_Information given:_
■ ■ ■ ■

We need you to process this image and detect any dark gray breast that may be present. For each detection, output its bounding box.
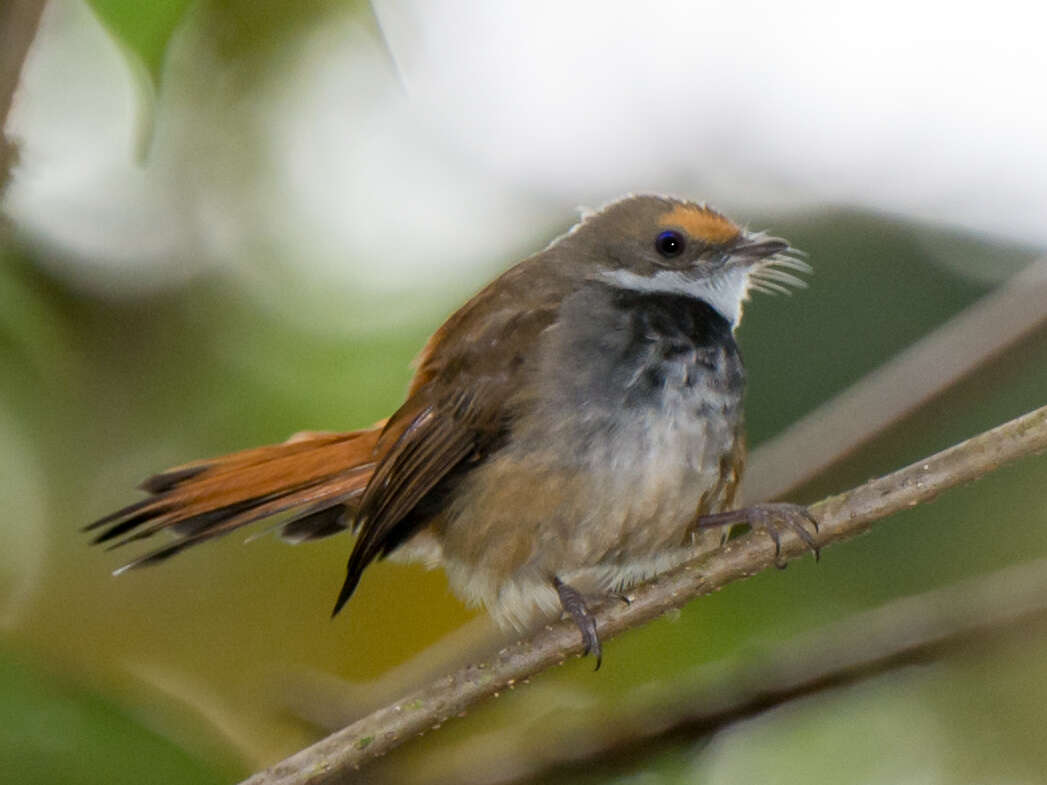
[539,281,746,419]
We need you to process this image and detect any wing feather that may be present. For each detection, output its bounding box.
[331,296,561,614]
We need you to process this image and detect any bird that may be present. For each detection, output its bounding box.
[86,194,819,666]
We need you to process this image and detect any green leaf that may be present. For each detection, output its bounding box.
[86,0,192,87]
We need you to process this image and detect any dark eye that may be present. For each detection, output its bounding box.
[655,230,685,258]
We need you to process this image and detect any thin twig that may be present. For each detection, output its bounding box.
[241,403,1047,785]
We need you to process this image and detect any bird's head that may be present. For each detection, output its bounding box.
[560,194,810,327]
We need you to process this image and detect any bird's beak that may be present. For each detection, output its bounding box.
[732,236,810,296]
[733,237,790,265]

■ ■ ■ ■

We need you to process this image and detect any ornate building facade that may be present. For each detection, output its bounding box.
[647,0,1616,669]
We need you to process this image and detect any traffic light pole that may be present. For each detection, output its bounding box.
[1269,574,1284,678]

■ ■ ■ ■

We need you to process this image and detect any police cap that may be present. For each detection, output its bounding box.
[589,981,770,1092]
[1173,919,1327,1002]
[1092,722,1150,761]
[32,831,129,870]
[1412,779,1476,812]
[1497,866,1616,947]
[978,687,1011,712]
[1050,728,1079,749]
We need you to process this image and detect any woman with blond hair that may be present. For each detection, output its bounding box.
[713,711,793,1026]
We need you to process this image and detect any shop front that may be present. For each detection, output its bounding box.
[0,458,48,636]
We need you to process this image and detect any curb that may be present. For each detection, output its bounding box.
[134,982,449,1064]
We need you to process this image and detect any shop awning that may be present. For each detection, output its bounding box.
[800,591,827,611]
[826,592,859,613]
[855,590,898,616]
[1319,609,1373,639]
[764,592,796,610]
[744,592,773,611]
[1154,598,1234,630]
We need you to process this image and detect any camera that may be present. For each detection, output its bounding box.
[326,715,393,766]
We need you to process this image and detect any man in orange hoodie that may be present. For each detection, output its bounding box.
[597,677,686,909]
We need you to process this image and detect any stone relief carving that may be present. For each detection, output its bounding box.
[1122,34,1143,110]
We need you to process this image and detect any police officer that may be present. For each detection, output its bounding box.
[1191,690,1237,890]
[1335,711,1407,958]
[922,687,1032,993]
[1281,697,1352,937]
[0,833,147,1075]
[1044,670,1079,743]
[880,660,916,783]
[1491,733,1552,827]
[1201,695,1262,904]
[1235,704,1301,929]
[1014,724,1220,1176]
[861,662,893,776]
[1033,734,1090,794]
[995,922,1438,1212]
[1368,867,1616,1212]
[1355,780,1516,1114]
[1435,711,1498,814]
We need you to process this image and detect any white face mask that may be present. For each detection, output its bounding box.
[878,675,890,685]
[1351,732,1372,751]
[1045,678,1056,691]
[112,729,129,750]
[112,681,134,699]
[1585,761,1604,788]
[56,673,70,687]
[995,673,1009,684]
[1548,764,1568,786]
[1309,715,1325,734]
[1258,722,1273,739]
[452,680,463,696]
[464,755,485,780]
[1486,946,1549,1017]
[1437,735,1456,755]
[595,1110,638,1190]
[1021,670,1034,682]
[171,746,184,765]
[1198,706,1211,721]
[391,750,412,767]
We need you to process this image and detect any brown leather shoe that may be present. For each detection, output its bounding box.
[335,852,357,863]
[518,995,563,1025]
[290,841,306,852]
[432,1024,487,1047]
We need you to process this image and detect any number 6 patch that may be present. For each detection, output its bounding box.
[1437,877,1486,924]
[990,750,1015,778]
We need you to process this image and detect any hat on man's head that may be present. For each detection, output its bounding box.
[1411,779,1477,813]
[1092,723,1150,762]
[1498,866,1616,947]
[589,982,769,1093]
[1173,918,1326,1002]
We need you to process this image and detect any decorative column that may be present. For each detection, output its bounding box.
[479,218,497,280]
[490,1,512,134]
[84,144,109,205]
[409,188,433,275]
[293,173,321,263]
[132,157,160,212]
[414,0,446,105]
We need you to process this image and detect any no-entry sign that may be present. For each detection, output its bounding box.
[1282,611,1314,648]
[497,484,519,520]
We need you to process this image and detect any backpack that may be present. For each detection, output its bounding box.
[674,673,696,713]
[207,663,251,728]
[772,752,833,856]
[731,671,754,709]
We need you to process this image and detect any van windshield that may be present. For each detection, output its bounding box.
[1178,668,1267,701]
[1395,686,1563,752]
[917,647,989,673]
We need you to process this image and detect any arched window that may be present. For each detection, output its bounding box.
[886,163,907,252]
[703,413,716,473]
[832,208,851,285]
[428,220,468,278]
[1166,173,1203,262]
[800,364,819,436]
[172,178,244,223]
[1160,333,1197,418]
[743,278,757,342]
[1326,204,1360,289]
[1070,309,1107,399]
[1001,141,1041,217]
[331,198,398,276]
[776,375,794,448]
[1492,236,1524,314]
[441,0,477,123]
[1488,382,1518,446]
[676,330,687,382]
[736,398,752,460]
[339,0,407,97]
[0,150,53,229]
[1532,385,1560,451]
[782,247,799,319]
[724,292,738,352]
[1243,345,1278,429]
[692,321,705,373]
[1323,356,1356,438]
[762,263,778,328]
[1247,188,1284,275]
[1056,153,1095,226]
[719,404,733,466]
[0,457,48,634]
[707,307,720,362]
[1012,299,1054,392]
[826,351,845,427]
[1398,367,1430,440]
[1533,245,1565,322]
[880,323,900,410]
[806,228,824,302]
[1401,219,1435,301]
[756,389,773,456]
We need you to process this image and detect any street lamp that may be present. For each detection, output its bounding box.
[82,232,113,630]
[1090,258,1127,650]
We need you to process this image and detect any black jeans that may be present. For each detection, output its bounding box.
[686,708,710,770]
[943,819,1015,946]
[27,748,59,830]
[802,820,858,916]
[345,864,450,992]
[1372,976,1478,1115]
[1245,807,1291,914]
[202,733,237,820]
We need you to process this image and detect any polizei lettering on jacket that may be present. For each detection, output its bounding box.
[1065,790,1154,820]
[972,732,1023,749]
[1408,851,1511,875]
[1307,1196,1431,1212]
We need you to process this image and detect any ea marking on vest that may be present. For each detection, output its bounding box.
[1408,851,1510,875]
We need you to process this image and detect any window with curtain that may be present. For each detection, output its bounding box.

■ ■ ■ ■

_About this exercise:_
Reproducing the whole listing above is not the task. Copy exactly only the lines from the one with "We need you to process this image and detect any ea" to the one with "We need you to process this image and detect any window", both kept.

_Solution to the problem:_
We need you to process this image and detect any ea marking on vest that may be present. For each detection, output its bounding box.
[1408,851,1510,875]
We need you to process this image and detect any window with curtain that may be present. For each detection, output its bounding box.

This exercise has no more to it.